[Work order]: Print the records below exactly, with no pictures.

========================================

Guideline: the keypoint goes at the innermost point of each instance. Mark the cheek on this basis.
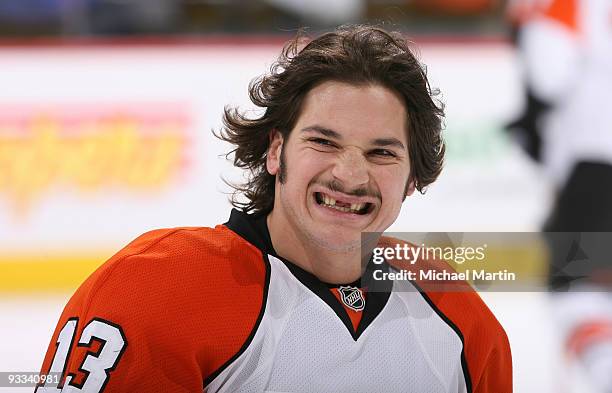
(392, 185)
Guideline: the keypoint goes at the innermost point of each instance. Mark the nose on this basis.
(351, 167)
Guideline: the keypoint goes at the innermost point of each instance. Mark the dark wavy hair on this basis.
(355, 54)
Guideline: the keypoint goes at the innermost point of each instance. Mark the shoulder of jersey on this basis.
(180, 260)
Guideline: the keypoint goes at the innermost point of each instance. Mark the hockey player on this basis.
(277, 299)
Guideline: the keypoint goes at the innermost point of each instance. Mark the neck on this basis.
(329, 266)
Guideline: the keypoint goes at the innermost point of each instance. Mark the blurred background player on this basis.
(566, 48)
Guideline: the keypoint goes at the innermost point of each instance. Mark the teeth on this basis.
(357, 206)
(331, 202)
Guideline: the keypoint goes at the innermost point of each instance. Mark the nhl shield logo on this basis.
(352, 297)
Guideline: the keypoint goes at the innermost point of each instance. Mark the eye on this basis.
(322, 142)
(383, 153)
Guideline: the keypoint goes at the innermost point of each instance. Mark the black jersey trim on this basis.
(254, 229)
(237, 227)
(455, 328)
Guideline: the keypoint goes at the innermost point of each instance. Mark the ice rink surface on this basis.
(28, 323)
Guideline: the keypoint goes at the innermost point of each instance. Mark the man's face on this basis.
(345, 165)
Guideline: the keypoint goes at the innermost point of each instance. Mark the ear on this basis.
(410, 187)
(274, 152)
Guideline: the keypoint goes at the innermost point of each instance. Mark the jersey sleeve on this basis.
(486, 358)
(162, 315)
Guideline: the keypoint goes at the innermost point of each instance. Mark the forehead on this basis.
(355, 111)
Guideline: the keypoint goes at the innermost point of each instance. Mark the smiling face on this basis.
(345, 164)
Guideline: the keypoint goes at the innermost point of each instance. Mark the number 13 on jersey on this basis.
(97, 365)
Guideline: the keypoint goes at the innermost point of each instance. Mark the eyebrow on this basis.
(381, 142)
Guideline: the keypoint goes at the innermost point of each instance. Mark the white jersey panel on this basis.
(301, 345)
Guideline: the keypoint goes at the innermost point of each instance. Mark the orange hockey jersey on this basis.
(216, 310)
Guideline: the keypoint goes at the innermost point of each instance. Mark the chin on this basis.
(337, 244)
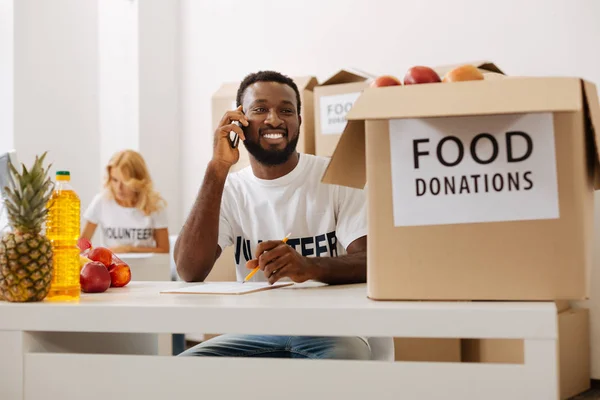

========================================

[The answer]:
Guideline: the keypoint goes at the innermost point of each instance. Mark the cheek on this basis.
(392, 185)
Guideline: the keypoint goes at the innermost point of each instance. Mark the nose on this basis.
(351, 167)
Guideline: the keypoint goes at the innermost point of each instance. Mark the dark wavy hair on this basis.
(355, 54)
Guideline: the keypoint goes at the innermost point of each instance. Mark the shoulder of jersey on this basis.
(180, 260)
Guideline: the keypoint goes at the innermost point of each instance. Mark the hockey player on this basis.
(277, 299)
Guideline: the keypoint goes at the innermost point of each instance. Mark the neck on this basis.
(329, 266)
Guideline: the keypoint goes at the innermost point of each instance. Mark the blurred background player on this basis.
(566, 48)
Guideline: the keypoint goes at the innermost point of each instance. Mark the teeth on this basis.
(357, 206)
(331, 202)
Guideline: the keypoint goes at the innermost point of each instance. Mark the nhl shield logo on this basis.
(352, 297)
Guideline: the keypoint goes at the innermost point of each instance. Mark the eye on this basis.
(322, 142)
(383, 153)
Guideline: the keypoint goes at the innermost point of each instance. Mark the black jersey trim on this basis.
(254, 229)
(237, 227)
(455, 328)
Guideline: the keypoint goes at the innermost point of each instance. Mark the ice rink surface on this basis.
(28, 323)
Guideline: the keypoint goes at the innermost point of each instance. Mark the man's face on this basis.
(345, 165)
Guideline: the keypoint goes at the innermost point of each instance. Mark the ear on this basis.
(410, 187)
(274, 152)
Guideline: the keypoint goes at the innermost point of each instance. Mark the jersey sleeve on this basis.
(486, 358)
(162, 315)
Guideline: the keypoint goes at the innermost point of each instance. Mark the forehead on this basis.
(355, 111)
Guideline: the keypoint goes at the innermost point of each instance. Mark the smiling face on this basis.
(345, 164)
Guideline: the keypoint goes at the innermost point of each instance. Mark the number 13 on jersey on this basis.
(97, 365)
Guideline: the keypoint goes at the innermost point of each instance. Mark the eyebrow on this basis.
(381, 142)
Guideline: the keypoint goes at the innermost point of each instance. Mark the white jersey panel on this basis.
(301, 345)
Guideline: the keypoint goes at the innermost point of each instance. Mark the orange hockey jersey on this basis.
(216, 310)
Guideline: the keypoint goes at the innermost point of each instance. Mark the chin on this basis.
(337, 244)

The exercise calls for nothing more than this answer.